====== Data records

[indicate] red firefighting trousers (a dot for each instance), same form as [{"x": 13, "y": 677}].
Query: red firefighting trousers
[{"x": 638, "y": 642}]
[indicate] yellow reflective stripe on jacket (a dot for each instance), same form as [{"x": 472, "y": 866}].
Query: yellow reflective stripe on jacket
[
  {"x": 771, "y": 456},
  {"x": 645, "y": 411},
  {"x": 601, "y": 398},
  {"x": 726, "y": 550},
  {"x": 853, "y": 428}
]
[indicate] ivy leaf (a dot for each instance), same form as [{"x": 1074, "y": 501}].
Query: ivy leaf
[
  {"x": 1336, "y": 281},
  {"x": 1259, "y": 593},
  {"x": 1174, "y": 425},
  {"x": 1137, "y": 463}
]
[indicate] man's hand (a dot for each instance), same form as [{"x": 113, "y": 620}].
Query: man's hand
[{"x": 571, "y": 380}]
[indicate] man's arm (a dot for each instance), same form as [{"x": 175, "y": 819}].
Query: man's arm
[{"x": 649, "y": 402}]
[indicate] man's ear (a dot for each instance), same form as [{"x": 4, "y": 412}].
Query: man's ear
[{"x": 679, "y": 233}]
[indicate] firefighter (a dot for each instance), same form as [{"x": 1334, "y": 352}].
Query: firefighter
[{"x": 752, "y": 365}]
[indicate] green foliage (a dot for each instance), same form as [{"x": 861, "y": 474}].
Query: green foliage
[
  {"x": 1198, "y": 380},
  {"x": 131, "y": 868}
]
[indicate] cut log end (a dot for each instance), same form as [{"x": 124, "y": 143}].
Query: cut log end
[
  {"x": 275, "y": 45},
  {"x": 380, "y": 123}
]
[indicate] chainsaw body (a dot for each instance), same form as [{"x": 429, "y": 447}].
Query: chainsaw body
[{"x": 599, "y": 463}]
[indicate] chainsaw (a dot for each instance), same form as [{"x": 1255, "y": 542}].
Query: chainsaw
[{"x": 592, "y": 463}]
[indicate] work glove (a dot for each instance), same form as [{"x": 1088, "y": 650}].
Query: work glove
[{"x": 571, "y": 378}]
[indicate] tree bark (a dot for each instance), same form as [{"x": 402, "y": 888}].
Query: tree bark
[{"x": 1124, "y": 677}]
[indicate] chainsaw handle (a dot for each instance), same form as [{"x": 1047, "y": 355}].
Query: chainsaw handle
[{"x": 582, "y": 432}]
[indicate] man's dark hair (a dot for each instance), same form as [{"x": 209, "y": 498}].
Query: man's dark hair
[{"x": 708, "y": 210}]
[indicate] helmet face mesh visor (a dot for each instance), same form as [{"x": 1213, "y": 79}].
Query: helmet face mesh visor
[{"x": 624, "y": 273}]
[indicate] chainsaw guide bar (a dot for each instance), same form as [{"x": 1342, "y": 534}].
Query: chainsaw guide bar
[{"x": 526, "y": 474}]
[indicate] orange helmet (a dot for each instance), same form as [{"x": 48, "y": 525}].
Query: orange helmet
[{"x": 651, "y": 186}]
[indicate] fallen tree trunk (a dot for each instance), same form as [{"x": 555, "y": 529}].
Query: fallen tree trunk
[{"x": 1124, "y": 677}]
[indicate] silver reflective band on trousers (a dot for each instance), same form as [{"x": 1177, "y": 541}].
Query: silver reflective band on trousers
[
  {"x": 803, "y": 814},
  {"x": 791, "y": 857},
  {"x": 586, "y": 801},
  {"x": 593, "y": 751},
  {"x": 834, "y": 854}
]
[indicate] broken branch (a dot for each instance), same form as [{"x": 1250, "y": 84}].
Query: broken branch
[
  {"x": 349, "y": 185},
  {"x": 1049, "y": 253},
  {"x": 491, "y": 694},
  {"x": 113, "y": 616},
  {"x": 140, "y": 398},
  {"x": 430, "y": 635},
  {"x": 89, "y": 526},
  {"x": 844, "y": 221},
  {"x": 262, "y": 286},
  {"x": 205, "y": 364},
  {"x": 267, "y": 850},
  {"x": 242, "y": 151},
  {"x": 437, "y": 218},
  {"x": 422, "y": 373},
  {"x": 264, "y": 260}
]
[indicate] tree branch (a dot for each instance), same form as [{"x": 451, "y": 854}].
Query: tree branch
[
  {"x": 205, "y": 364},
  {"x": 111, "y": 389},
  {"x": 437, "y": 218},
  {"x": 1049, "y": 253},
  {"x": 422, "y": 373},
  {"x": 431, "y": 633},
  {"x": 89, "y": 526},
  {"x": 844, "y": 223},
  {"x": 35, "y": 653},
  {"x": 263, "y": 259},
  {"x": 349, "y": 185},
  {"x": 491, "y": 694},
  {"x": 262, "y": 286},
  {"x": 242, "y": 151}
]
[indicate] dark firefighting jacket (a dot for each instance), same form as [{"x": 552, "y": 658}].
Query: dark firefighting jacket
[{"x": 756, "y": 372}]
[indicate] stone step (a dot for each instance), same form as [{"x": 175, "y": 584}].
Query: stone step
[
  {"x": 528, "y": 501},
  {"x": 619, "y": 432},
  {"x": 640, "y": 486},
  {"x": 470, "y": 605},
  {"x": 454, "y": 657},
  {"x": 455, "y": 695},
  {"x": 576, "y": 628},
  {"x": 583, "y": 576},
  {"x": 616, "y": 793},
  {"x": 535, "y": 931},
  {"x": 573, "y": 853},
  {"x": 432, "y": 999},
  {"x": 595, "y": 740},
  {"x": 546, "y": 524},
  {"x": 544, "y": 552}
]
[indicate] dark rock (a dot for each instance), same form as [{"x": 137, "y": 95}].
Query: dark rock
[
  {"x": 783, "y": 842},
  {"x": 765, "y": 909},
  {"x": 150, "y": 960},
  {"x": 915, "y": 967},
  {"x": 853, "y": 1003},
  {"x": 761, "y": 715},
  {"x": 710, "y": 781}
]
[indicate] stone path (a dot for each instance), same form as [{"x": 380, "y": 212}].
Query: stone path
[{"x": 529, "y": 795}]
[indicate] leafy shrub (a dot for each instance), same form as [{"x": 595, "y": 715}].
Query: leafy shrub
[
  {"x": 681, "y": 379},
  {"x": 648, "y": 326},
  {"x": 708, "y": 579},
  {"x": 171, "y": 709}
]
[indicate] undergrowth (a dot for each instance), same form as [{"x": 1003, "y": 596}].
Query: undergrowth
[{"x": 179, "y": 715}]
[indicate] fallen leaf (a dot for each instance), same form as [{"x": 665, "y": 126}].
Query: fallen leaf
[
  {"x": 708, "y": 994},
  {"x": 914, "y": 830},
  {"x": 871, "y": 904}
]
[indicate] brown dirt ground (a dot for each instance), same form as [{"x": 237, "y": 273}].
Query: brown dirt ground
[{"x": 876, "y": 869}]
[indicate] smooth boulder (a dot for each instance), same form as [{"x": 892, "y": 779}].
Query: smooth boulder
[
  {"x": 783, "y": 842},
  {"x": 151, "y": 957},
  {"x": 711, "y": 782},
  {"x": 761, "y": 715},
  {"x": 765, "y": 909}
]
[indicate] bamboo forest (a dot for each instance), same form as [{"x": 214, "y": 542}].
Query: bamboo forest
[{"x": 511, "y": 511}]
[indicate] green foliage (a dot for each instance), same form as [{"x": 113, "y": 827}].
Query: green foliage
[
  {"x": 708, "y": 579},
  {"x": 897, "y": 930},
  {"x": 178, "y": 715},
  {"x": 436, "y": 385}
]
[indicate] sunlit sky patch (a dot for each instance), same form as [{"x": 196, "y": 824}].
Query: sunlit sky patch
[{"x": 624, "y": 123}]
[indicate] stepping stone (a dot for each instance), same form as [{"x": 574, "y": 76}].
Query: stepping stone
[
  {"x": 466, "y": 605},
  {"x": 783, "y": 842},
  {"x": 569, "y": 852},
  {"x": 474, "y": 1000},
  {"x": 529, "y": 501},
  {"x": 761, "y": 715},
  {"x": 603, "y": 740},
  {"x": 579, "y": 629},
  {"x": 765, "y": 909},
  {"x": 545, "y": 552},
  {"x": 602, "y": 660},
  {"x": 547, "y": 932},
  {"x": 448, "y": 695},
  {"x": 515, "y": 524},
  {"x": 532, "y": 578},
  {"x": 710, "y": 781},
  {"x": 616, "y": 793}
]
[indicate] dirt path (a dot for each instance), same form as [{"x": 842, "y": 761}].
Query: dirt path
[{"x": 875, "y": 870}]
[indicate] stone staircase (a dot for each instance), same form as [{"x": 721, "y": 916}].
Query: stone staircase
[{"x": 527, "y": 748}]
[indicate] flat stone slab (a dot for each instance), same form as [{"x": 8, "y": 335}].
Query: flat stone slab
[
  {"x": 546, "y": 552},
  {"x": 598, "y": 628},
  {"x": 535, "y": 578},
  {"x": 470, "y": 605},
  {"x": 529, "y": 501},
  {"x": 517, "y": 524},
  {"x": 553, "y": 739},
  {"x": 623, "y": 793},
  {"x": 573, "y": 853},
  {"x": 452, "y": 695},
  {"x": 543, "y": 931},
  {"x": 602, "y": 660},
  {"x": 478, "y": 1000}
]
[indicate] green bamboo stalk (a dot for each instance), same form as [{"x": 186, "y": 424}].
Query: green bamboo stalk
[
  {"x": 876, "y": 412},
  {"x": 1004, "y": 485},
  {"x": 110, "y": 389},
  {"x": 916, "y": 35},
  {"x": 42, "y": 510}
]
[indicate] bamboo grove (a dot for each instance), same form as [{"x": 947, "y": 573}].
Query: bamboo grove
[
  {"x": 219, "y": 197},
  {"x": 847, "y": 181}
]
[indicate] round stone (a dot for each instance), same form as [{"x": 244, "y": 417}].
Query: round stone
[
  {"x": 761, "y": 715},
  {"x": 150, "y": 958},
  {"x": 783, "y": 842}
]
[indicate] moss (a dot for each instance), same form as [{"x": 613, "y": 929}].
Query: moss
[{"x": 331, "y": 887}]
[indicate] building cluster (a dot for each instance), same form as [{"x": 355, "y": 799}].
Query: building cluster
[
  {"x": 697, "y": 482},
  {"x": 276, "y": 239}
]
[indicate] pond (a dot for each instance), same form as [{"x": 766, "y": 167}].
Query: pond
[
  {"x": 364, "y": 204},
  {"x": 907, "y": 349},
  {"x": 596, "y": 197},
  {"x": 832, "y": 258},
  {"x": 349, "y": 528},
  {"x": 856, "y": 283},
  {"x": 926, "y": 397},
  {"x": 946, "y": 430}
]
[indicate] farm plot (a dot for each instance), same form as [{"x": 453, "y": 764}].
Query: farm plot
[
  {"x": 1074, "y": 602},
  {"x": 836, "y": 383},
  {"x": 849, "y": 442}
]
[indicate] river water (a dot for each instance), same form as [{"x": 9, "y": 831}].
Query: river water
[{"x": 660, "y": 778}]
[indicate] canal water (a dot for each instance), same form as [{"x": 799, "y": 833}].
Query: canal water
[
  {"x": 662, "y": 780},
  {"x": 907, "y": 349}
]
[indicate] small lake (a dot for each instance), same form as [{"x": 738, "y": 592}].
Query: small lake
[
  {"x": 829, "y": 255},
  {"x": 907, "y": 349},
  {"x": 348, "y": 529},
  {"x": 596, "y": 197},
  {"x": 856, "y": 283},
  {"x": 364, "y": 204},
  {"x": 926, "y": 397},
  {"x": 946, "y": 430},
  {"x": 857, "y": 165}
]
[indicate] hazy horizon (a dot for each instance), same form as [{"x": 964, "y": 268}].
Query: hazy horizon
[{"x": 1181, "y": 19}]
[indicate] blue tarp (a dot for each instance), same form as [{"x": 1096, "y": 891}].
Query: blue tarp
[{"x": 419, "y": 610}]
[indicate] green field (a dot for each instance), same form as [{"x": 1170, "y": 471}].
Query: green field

============

What the exercise asks - Reproduce, word for word and in full, only the lines above that start at the line with "[indicate] farm plot" and run through the line with "[indicate] river water", both ends included.

Task result -
[indicate] farm plot (a dot for each instance), same form as [{"x": 453, "y": 764}].
Query: farm plot
[
  {"x": 1074, "y": 602},
  {"x": 836, "y": 383},
  {"x": 849, "y": 442}
]
[indicate] river water (a dot for each instance), same form as [{"x": 9, "y": 831}].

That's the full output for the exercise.